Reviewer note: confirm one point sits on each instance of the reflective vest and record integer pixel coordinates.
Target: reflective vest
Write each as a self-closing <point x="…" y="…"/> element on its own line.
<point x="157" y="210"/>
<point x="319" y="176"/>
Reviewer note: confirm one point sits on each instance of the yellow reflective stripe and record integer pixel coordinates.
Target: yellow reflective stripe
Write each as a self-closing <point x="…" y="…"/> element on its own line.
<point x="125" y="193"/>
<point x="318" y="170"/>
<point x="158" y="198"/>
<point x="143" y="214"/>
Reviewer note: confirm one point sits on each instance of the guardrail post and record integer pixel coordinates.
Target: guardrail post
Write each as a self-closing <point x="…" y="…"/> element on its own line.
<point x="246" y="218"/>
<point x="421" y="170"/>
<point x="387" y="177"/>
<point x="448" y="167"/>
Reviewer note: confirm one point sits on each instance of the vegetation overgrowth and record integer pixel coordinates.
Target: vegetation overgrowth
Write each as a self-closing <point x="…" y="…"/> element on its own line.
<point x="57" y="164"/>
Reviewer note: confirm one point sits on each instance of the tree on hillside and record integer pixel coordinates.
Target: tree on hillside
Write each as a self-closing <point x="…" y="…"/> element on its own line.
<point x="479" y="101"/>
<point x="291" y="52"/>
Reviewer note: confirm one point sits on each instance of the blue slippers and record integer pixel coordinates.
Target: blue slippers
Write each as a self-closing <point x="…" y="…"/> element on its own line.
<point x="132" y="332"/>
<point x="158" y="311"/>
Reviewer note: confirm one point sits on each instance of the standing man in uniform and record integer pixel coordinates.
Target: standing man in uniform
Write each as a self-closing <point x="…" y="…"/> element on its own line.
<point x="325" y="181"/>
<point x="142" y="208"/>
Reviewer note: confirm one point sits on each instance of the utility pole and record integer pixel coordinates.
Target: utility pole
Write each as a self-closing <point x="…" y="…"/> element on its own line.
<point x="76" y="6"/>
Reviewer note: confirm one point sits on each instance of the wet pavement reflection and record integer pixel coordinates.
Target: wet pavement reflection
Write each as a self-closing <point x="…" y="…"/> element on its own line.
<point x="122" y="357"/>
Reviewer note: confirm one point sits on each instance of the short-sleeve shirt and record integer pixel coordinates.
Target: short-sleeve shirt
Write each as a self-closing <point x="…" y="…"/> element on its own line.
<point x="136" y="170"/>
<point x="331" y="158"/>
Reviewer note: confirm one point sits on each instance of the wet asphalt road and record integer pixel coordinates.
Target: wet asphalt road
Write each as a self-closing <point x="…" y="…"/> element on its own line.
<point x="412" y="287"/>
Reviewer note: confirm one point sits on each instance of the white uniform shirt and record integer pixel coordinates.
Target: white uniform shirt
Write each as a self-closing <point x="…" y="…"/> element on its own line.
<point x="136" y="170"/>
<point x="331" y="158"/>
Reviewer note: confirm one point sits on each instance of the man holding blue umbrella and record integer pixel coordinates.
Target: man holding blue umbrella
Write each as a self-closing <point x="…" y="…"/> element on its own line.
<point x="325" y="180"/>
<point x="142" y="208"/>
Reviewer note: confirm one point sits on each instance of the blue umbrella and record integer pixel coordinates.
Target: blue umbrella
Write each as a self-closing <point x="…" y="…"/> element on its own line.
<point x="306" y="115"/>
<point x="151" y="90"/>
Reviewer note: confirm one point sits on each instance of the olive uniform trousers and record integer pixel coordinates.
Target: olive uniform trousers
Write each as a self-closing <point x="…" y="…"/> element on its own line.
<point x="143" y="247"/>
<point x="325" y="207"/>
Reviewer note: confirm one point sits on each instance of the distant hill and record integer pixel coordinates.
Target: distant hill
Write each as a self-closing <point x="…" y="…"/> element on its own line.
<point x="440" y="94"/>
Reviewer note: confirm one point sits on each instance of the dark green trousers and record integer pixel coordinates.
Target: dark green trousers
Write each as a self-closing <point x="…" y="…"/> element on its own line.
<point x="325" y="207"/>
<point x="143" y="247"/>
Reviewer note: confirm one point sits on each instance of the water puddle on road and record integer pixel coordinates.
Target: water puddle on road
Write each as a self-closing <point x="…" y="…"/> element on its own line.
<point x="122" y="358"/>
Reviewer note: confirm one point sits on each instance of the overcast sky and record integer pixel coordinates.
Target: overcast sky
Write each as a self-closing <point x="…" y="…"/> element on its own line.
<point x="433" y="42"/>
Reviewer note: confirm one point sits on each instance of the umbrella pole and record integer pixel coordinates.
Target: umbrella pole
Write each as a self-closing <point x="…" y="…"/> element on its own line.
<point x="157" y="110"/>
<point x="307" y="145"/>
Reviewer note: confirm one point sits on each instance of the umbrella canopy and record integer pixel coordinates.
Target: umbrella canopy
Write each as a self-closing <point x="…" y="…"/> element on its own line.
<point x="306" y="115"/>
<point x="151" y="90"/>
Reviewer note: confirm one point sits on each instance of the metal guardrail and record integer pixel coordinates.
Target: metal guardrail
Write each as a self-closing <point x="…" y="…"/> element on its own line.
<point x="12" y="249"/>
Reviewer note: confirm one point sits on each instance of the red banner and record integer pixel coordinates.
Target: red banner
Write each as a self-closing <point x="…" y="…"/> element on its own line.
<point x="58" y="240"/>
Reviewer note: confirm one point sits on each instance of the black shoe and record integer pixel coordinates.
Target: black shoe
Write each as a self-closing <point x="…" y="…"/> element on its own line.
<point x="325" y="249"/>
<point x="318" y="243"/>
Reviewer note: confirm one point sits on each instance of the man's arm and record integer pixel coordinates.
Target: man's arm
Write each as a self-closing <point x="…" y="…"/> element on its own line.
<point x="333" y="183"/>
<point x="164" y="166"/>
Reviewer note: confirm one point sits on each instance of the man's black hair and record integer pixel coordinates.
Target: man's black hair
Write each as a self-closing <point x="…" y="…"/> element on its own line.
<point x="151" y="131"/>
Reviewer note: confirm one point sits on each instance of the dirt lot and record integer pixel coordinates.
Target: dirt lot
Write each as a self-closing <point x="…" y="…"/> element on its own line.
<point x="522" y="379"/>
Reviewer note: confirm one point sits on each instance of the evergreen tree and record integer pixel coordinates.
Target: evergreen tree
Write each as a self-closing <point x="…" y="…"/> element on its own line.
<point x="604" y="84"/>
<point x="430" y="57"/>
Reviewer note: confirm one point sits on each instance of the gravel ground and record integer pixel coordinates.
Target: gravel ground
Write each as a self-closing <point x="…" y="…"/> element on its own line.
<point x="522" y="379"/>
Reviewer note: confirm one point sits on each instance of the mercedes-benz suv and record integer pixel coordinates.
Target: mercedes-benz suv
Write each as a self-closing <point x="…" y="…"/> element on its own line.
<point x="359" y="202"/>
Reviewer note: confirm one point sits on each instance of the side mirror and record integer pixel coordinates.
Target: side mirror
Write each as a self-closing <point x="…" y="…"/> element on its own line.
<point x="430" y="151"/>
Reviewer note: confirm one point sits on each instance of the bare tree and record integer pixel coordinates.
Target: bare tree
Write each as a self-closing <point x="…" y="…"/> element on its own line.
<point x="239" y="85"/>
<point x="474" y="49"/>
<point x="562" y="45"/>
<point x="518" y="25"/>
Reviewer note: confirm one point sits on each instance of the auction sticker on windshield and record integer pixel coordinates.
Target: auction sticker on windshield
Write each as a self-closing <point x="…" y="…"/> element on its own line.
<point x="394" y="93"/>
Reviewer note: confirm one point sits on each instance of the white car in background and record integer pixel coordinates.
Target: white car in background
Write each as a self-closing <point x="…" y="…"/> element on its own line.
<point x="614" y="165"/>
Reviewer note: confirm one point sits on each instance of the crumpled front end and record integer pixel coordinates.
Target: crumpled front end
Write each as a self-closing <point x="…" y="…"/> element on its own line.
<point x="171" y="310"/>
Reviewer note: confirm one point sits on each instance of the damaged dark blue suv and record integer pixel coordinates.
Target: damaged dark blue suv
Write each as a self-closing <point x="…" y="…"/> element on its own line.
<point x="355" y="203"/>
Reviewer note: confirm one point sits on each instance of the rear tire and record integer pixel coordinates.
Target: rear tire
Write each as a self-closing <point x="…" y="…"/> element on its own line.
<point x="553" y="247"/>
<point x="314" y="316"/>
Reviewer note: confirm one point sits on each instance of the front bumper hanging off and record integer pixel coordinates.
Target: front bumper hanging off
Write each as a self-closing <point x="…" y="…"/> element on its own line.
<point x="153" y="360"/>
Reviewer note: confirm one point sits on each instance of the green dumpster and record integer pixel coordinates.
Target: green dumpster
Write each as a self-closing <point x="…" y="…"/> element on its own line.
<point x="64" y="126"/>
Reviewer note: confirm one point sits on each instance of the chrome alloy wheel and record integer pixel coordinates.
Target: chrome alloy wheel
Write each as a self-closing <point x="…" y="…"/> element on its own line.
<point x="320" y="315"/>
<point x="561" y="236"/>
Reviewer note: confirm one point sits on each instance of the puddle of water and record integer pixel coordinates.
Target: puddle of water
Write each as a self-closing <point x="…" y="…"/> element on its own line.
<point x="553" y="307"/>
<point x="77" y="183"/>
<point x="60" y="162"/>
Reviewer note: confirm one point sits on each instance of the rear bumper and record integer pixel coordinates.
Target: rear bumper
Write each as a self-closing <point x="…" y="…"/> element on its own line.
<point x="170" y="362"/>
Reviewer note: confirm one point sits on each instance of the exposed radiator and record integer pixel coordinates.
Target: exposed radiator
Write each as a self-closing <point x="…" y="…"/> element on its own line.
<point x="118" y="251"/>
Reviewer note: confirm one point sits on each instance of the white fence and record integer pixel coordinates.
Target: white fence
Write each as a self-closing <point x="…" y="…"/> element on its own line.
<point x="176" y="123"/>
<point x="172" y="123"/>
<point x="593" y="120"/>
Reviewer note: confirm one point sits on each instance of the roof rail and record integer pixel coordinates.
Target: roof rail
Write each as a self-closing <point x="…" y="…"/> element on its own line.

WORK INSTRUCTIONS ▸ Copy exactly the lines of the listing above, beginning at the line with "bumper and record integer pixel coordinates." and ending at its final line; write out nothing else.

ANSWER TO THE PROBLEM ▸
Reviewer note: confirm one point sits on each instance of the rear bumper and record integer pixel coordinates.
Target: rear bumper
Write each as a self-closing <point x="…" y="…"/> element on its own line.
<point x="170" y="362"/>
Reviewer note: confirm one point sits on each instance of the exposed radiator and record integer pixel coordinates.
Target: exposed radiator
Write each as a self-closing <point x="…" y="…"/> element on its own line.
<point x="118" y="251"/>
Reviewer note: confirm one point sits on each instance of the white fence and record integer pixel coordinates.
Target: white fence
Write each as a self-closing <point x="…" y="…"/> element on its own line.
<point x="176" y="123"/>
<point x="172" y="123"/>
<point x="593" y="120"/>
Reviewer note: confirm one point sits on each instance of the roof rail and record integer pixel coordinates.
Target: roof rail
Write each as a self-closing <point x="…" y="…"/> element on its own line.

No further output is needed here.